**Directions**:
Extract the entries verbatim, beginning at the line that contains "Give the mask of every instance of the overcast" and stopping after the line that contains "M64 36L61 43L61".

....

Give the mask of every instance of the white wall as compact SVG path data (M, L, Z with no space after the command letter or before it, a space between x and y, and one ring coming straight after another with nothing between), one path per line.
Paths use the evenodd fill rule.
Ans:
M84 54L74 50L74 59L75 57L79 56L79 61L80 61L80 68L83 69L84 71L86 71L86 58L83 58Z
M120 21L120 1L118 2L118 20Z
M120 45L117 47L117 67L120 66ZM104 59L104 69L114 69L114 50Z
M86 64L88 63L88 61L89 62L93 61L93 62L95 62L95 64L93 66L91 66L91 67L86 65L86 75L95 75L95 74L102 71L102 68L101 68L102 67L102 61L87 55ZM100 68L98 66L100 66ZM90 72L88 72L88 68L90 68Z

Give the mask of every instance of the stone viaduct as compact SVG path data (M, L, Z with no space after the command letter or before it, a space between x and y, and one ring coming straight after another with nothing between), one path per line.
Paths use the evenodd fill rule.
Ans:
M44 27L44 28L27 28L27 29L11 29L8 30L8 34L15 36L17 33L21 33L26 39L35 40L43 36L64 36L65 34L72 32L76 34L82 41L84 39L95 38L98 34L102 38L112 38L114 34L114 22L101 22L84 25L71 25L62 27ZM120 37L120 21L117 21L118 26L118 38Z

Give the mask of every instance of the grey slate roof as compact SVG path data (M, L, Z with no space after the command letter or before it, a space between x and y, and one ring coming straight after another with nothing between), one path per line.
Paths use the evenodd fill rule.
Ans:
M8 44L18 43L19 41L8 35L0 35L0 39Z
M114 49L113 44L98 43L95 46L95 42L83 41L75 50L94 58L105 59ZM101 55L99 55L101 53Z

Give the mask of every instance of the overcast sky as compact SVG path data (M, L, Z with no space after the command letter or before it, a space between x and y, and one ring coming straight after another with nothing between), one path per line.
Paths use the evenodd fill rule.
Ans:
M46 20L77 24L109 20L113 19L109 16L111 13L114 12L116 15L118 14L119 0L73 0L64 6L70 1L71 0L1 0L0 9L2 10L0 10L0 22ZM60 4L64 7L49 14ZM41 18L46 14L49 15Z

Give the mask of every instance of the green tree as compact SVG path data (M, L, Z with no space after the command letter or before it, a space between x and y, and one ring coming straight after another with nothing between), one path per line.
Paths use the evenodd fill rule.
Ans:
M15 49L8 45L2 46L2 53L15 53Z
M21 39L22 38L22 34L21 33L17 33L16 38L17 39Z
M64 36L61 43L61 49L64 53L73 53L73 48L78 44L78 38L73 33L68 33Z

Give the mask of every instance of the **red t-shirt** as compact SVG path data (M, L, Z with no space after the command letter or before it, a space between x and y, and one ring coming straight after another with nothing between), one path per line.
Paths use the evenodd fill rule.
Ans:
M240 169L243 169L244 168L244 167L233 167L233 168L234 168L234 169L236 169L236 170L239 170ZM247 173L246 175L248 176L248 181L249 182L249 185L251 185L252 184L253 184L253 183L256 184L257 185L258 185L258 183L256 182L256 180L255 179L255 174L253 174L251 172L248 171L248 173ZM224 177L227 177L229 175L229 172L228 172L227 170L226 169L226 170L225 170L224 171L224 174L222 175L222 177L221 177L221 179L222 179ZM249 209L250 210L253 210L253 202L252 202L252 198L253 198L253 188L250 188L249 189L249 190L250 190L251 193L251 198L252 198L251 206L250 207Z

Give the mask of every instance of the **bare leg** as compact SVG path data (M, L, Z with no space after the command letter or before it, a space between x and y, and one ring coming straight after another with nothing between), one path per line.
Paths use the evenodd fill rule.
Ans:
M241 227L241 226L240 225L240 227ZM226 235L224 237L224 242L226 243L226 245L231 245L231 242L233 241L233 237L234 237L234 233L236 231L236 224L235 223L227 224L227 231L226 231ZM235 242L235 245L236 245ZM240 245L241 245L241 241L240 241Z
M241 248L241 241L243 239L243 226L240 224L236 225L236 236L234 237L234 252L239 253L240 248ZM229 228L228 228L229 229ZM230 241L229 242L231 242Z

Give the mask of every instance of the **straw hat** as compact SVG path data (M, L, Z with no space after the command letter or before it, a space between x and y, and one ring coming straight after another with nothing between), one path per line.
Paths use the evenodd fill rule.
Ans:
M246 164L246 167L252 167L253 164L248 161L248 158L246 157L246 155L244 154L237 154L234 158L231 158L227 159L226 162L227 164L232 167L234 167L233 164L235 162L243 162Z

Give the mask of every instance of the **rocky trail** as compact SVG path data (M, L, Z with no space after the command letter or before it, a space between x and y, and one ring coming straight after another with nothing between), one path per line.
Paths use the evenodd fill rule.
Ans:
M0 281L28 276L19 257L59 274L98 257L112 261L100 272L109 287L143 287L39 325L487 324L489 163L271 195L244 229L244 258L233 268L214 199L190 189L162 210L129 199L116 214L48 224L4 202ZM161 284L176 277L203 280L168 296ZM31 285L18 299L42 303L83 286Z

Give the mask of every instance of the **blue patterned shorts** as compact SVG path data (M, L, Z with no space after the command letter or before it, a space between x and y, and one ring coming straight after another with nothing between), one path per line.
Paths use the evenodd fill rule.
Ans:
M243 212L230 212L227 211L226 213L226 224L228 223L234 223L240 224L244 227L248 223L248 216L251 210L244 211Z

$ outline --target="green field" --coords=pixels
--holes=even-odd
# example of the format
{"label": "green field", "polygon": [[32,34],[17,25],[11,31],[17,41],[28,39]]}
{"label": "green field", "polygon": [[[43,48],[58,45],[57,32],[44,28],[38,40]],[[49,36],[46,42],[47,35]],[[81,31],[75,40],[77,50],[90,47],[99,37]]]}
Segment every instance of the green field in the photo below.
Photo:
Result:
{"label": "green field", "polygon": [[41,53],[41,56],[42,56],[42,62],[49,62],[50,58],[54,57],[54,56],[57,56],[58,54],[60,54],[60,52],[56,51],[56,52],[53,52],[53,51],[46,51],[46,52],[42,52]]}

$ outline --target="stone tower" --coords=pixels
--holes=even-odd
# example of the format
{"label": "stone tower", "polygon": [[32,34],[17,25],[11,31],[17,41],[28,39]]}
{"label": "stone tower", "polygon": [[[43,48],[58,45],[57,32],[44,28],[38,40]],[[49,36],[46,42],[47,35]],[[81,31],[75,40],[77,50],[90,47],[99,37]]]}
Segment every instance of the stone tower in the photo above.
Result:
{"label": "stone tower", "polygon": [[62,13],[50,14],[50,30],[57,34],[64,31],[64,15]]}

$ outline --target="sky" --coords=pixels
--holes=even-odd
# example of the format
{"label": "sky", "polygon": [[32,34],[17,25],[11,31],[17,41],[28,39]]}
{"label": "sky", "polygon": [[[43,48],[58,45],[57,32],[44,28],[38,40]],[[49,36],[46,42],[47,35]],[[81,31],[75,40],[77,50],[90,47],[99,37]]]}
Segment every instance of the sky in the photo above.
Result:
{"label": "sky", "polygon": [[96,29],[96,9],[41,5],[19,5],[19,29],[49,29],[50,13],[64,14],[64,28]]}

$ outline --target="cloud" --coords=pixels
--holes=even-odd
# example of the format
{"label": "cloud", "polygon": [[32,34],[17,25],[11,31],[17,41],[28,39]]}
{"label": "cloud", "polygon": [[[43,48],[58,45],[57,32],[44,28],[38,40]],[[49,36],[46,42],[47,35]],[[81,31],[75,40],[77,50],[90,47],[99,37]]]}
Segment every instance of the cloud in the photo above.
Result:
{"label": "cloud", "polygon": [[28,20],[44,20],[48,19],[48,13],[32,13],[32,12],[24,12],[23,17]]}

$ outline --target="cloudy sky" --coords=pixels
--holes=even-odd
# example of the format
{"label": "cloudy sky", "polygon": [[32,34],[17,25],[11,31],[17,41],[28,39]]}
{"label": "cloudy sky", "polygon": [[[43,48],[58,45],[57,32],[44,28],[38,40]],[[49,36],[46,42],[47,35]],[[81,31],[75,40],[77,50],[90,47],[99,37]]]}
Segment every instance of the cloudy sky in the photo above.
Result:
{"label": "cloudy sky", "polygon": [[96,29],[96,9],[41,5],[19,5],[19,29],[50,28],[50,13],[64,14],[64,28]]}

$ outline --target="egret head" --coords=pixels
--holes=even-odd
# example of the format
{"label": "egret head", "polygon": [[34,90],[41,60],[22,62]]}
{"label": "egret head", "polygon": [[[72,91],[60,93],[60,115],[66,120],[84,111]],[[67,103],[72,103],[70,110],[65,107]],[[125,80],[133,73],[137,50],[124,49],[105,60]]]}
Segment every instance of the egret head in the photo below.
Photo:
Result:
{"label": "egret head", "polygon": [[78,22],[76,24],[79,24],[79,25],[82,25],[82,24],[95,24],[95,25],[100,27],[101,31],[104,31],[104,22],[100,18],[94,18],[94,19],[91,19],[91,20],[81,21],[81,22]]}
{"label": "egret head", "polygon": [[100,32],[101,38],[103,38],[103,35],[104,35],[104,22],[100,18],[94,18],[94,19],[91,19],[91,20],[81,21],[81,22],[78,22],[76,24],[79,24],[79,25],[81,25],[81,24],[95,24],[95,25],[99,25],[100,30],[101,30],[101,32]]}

....

**Solution**:
Give the mask of every instance of the overcast sky as compact SVG path data (M, L, Z with no space after the command letter or before it, a space between x and y, and one ring coming straight after another with nothing between), one path per line.
Paths use the evenodd fill rule.
Ans:
M46 20L77 24L109 20L113 19L109 16L111 13L114 12L116 15L118 14L119 0L73 0L64 6L70 1L71 0L1 0L0 9L2 10L0 10L0 22ZM60 4L64 7L49 14ZM41 18L46 14L49 15Z

Give the mask of every instance of the green tree as compact SVG path data (M, L, Z with no space after the command letter or before it, a space between x and y, and one ring coming straight after another with nothing between), one path per line.
Paths use the evenodd fill rule.
Ans:
M15 49L8 45L2 46L2 53L15 53Z
M21 39L22 38L22 34L21 33L17 33L16 38L17 39Z
M64 36L61 43L61 49L64 53L73 53L73 48L78 44L78 38L73 33L68 33Z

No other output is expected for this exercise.